What to work on.
Starting from the first line, transcribe the whole listing exactly.
══════════════════════════════
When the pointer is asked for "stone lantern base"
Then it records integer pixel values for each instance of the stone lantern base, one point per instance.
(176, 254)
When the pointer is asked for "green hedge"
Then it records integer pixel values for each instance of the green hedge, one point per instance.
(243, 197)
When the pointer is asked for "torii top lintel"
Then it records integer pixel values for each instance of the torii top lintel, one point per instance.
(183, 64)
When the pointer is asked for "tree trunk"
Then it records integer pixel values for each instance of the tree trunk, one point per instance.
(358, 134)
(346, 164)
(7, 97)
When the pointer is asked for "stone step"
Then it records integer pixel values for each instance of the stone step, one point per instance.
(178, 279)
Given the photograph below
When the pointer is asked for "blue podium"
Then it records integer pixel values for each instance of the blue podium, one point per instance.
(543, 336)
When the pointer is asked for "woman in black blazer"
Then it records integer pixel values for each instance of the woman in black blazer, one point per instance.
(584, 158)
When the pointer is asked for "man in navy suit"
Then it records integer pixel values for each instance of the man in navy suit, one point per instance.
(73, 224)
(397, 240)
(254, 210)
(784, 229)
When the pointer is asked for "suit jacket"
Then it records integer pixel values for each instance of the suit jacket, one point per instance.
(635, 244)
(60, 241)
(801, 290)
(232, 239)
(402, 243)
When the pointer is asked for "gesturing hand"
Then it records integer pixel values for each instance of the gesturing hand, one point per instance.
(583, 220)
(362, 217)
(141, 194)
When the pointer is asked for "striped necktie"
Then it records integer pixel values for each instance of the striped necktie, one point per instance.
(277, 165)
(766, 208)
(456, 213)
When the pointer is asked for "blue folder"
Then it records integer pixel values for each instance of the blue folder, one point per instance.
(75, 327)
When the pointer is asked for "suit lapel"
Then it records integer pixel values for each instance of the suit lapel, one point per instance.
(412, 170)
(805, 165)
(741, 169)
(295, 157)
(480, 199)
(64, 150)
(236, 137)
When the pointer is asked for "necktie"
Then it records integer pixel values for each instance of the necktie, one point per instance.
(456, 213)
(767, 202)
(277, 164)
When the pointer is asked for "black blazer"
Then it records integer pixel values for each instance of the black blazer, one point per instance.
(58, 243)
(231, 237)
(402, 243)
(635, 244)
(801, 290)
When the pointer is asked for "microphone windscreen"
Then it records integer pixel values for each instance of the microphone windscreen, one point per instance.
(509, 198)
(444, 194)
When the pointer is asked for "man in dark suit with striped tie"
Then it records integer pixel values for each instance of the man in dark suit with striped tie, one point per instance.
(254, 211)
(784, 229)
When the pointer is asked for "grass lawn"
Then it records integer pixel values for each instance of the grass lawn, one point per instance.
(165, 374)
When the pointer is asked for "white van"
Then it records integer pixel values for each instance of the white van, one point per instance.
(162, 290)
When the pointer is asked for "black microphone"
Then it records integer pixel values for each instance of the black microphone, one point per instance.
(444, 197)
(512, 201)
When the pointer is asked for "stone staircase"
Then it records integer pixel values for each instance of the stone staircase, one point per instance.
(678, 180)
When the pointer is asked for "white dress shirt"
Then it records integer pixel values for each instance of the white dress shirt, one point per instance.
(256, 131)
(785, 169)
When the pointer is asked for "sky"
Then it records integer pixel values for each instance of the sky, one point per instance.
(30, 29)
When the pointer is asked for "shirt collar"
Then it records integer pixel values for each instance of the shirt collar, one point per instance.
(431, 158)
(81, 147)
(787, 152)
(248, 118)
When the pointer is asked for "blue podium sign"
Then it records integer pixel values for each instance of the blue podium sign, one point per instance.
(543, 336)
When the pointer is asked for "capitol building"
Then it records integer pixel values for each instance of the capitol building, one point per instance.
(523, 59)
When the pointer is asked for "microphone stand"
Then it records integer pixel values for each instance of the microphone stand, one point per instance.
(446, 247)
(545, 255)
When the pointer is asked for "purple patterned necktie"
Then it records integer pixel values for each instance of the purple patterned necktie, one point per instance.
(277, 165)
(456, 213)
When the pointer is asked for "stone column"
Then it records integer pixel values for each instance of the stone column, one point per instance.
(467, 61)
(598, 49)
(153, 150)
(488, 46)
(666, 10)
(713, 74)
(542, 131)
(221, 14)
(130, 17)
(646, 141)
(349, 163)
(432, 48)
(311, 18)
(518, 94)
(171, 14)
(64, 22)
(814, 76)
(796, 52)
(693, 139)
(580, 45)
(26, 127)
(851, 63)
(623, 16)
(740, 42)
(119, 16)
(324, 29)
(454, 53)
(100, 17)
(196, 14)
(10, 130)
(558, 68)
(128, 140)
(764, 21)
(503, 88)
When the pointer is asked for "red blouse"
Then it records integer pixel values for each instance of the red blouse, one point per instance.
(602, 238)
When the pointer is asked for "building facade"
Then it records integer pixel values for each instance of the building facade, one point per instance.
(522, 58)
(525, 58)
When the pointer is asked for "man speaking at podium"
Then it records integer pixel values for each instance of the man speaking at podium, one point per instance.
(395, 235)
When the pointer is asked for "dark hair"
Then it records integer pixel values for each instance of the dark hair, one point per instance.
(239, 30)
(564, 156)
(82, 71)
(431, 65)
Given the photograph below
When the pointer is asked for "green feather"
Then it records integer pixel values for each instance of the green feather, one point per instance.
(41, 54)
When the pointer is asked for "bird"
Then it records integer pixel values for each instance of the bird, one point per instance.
══════════════════════════════
Expected answer.
When the pointer is asked for "stone lantern base"
Then it records integer pixel values for each instance of the stone lantern base, one point per instance.
(176, 254)
When the pointer is asked for "green hedge"
Then it records integer pixel values for each instance of the green hedge, one point per instance.
(243, 197)
When the pointer is asked for "torii top lintel"
Then it records integer pixel values for each instance of the torii top lintel, one point per instance.
(183, 64)
When the pointer is asked for "tree trunk"
Then it records integer pixel values for each instance of the tree trunk, one point per instance.
(358, 134)
(346, 164)
(7, 97)
When the pointer is asked for "stone step"
Then it records integer pixel values for each instance of the stone step, one point per instance.
(178, 279)
Given the photograph below
When the pointer is asked for "blue podium"
Then it records integer pixel values for each instance of the blue podium, one point per instance.
(543, 336)
When the pointer is asked for "woman in black blazer"
Then it records integer pixel values for each instance of the woman in black blazer, one point per instance.
(584, 158)
When the pointer is asked for "man in navy suit"
Then it records integer pixel values for each instance of the man in navy suit, one point per instance.
(73, 224)
(397, 240)
(254, 210)
(784, 229)
When the pointer is asked for "suit jacket"
Then it records integer pixel values for each instance of the suit jacket, one point per instance.
(635, 244)
(60, 241)
(801, 290)
(232, 239)
(402, 243)
When the pointer is asked for "gesturing hand"
Then it records integer pixel values for each instance of the gesturing hand, one point per instance.
(583, 220)
(362, 217)
(141, 194)
When the pointer is asked for "striped necktie"
Then it records integer pixel values for each instance of the striped necktie, one point per instance.
(277, 165)
(766, 208)
(456, 213)
When the pointer is asked for "blue folder"
Then it records integer pixel values for each instance of the blue folder, one point per instance.
(75, 327)
When the pointer is asked for "suit lapel"
Then it records integer pixel values for each instance of the suit lapel, one point per instance.
(412, 170)
(805, 165)
(741, 169)
(295, 157)
(480, 199)
(64, 150)
(236, 137)
When the pointer is asked for "necktie"
Then it records integer pixel values for each instance of the necktie, one point per instance.
(456, 213)
(767, 202)
(277, 164)
When the pointer is asked for "black blazer"
Then it records integer pixel values for each instance of the black blazer, one point per instance.
(58, 243)
(231, 237)
(402, 243)
(635, 244)
(801, 290)
When the pointer is asked for "microphone windscreen"
Then it records integer pixel values for each instance of the microphone windscreen, one point per instance.
(509, 198)
(444, 194)
When the pointer is asked for "man in dark suit with striped tie"
Then it records integer pixel values for each instance of the man in dark suit with striped tie, one point per instance.
(254, 211)
(784, 229)
When the pointer is asked for "grass lawn"
Then it records integer pixel values for each instance of the grass lawn, one point per instance.
(165, 374)
When the pointer is asked for "white van"
Then it records integer pixel values for each instance of the white van, one point per instance.
(162, 290)
When the pointer is asked for "black microphone"
Then it records integer pixel values for each instance of the black microphone, one point per instance.
(444, 197)
(512, 201)
When the pointer is asked for "stone staircase"
Then it records integer pixel values for each instance of the stone staircase, one point per instance.
(678, 180)
When the pointer is asked for "white dress shirt"
Then it records integer pixel values for each instance of the white dress shirt, one point per instance.
(256, 131)
(785, 169)
When the pointer is asked for "sky"
Then it records integer pixel values for each instance of the sky, one point per instance.
(30, 29)
When the pointer is asked for "shirt collar"
Then it records integer pixel values for each instance of the shirt collar, one point per instance.
(431, 158)
(81, 147)
(787, 152)
(248, 118)
When the pointer is asked for "blue podium sign"
Then it records integer pixel values for each instance of the blue podium sign, one point per instance.
(543, 336)
When the pointer is asked for "capitol building"
Then it records integer pixel values for each instance of the capitol building, one point per instance.
(523, 59)
When the pointer is asked for "microphone stand"
Then it records integer pixel values for each instance of the microphone stand, one point per instance.
(446, 247)
(545, 255)
When the pointer is asked for "purple patterned necktie"
Then it records integer pixel values for each instance of the purple patterned necktie, one point per instance.
(277, 165)
(456, 213)
When the pointer is asked for "stone column"
Then it records integer pixel values for each instance of the stone column, one point per instance.
(467, 61)
(598, 49)
(153, 150)
(488, 46)
(666, 10)
(713, 74)
(542, 131)
(221, 14)
(130, 17)
(646, 141)
(349, 163)
(432, 48)
(311, 18)
(518, 94)
(171, 14)
(64, 22)
(814, 76)
(796, 52)
(693, 139)
(580, 45)
(26, 127)
(851, 63)
(623, 16)
(740, 42)
(119, 16)
(324, 29)
(454, 53)
(100, 17)
(196, 14)
(10, 130)
(558, 68)
(128, 140)
(764, 21)
(503, 88)
When the pointer is asked for "red blouse"
Then it records integer pixel values for each instance of the red blouse, one point per instance.
(602, 238)
When the pointer is asked for "building facade"
Then it records integer pixel values for each instance of the building facade, one point per instance.
(522, 58)
(525, 58)
When the pointer is asked for "man speaking at podium"
Then it records integer pixel values for each instance of the man speaking at podium, one point per instance.
(395, 235)
When the pointer is asked for "dark hair"
Then it records integer pixel values for each instance of the dark hair, one point per instance.
(239, 30)
(564, 156)
(82, 71)
(431, 65)
Given the photograph below
When the pointer is asked for "green feather"
Then it records integer pixel values for each instance of the green feather, one point per instance.
(41, 54)
When the pointer is asked for "bird"
Then it records integer pixel values for each instance of the bird, one point per instance.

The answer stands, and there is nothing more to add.